What is expected: Pull out each line of the entries below that contains the string "roof", and list those lines in their original order.

Supplied material:

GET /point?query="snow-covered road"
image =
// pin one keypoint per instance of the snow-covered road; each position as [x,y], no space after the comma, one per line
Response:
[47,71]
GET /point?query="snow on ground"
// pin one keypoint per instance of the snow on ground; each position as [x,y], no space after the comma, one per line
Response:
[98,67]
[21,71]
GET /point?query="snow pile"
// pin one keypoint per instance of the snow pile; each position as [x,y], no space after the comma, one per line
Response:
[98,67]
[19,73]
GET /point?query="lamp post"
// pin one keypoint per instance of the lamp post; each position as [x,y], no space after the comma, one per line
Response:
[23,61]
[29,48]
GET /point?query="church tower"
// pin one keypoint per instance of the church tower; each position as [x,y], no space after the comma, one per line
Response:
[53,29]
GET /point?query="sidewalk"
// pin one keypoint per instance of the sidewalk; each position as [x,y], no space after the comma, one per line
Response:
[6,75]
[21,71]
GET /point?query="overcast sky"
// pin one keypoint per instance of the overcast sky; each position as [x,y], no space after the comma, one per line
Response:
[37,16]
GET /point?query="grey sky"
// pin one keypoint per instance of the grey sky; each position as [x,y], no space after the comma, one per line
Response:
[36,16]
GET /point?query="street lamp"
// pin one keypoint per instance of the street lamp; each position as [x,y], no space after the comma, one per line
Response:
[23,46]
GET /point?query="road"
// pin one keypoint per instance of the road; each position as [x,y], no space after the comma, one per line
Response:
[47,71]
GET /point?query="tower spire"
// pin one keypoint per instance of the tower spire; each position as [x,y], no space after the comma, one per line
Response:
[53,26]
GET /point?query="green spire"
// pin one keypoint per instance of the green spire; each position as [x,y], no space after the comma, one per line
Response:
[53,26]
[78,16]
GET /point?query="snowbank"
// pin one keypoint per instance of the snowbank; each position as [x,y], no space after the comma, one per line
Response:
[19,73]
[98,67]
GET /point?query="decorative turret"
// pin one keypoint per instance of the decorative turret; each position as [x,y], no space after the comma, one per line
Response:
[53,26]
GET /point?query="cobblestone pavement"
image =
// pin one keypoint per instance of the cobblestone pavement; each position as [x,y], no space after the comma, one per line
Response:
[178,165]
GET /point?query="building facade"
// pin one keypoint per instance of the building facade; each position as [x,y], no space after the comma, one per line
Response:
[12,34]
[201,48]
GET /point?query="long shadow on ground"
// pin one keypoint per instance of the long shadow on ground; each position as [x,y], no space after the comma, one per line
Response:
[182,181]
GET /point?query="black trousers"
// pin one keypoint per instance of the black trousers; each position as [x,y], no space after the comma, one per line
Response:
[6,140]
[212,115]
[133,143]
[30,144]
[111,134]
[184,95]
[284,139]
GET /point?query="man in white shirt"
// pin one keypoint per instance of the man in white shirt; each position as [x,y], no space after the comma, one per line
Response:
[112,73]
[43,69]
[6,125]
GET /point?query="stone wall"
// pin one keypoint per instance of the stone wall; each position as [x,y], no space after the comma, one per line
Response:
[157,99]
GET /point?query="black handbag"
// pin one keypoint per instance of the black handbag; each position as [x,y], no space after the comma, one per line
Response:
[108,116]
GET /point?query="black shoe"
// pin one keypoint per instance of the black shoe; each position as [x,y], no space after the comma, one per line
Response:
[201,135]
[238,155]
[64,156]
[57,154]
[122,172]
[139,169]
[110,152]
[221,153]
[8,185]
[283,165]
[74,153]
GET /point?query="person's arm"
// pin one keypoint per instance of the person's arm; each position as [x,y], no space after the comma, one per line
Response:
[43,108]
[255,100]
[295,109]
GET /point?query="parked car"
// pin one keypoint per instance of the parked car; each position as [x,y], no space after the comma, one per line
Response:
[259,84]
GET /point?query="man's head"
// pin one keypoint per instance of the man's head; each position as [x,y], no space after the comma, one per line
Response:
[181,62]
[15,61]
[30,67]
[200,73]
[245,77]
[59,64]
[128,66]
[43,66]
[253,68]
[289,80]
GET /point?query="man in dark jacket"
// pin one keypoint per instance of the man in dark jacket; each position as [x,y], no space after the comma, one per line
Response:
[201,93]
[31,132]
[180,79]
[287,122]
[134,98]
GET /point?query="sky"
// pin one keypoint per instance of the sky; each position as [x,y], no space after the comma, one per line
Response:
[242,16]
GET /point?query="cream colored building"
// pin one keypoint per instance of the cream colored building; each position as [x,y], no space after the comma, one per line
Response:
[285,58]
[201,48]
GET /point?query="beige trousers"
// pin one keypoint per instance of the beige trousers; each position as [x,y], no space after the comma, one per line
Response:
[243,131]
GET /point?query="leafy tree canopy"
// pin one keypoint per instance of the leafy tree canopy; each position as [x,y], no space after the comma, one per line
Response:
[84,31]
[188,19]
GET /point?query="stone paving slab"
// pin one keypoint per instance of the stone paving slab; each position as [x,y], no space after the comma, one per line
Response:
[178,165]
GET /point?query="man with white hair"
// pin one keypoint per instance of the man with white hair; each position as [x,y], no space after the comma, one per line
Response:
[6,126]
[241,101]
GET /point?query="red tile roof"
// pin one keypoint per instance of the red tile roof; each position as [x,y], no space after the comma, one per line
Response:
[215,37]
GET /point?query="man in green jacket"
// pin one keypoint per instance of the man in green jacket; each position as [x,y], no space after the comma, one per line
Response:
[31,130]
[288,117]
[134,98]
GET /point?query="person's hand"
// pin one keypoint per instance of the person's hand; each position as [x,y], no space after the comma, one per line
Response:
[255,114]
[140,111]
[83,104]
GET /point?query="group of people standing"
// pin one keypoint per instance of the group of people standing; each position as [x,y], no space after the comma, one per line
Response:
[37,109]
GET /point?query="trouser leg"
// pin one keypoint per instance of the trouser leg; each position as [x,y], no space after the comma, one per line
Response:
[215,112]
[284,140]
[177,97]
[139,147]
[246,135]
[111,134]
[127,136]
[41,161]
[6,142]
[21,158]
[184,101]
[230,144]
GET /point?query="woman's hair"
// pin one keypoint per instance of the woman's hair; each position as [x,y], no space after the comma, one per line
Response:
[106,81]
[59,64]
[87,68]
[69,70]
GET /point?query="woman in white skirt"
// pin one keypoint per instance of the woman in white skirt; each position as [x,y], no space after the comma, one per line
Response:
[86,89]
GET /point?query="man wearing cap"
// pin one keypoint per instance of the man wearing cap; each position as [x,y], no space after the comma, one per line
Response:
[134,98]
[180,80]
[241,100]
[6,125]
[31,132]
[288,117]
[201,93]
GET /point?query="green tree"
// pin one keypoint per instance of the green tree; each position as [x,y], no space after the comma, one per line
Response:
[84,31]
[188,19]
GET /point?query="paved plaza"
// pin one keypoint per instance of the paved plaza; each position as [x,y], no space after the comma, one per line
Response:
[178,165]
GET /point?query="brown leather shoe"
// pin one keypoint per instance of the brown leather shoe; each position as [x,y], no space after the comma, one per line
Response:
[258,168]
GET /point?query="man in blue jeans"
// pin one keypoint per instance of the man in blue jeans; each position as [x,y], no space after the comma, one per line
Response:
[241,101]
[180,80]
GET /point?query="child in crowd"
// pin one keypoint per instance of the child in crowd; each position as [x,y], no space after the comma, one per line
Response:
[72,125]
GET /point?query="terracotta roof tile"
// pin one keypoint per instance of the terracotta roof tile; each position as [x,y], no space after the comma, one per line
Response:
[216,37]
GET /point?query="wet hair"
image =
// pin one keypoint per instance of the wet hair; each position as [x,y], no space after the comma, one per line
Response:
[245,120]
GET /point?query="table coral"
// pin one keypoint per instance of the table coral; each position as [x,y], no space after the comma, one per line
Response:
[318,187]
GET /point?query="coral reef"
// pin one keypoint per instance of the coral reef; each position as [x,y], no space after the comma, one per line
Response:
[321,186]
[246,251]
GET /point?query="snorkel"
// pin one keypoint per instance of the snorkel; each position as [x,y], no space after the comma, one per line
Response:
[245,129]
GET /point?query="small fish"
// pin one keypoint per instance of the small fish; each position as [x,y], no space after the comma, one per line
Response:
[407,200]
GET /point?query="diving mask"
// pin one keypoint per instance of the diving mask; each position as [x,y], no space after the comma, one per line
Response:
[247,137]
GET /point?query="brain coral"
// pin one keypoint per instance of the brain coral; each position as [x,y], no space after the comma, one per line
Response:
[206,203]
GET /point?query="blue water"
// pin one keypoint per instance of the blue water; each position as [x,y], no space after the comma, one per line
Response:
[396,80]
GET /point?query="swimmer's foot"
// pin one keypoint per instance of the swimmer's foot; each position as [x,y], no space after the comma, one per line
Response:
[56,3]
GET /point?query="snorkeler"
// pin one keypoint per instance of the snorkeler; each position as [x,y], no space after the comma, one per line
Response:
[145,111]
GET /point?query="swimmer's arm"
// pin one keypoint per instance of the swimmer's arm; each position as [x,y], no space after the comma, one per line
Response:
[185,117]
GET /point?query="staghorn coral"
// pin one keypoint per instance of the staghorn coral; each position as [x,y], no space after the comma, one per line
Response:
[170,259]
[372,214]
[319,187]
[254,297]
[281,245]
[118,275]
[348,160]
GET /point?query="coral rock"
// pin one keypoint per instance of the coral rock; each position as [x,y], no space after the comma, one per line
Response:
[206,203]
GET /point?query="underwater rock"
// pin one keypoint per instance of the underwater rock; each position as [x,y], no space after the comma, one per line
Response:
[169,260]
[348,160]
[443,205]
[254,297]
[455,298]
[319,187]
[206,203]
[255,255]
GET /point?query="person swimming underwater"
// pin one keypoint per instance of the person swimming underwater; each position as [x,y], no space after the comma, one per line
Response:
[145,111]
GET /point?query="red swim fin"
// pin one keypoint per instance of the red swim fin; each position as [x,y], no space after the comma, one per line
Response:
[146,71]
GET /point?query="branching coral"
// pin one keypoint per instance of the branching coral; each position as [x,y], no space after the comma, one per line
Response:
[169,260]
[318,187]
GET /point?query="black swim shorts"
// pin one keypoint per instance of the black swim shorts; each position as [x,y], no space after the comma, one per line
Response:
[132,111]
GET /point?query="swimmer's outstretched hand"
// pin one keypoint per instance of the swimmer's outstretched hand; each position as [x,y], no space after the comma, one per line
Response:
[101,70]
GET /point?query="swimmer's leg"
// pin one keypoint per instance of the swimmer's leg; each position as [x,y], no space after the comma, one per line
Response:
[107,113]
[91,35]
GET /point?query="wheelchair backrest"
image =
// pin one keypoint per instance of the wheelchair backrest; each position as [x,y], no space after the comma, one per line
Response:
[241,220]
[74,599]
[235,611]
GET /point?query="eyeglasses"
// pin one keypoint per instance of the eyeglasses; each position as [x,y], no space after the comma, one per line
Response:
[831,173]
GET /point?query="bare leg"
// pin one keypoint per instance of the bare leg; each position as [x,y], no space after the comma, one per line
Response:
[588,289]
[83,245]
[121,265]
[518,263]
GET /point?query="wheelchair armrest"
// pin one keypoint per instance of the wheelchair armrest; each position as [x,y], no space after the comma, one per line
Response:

Result:
GET /point?query="red tile roof"
// pin one keypoint per instance of the red tile roof; each position as [x,y], no space after the comma, one per line
GET /point?query="terracotta roof tile"
// pin one keypoint per instance of the terracotta roof tile; each position as [x,y], no space after the comma, one per line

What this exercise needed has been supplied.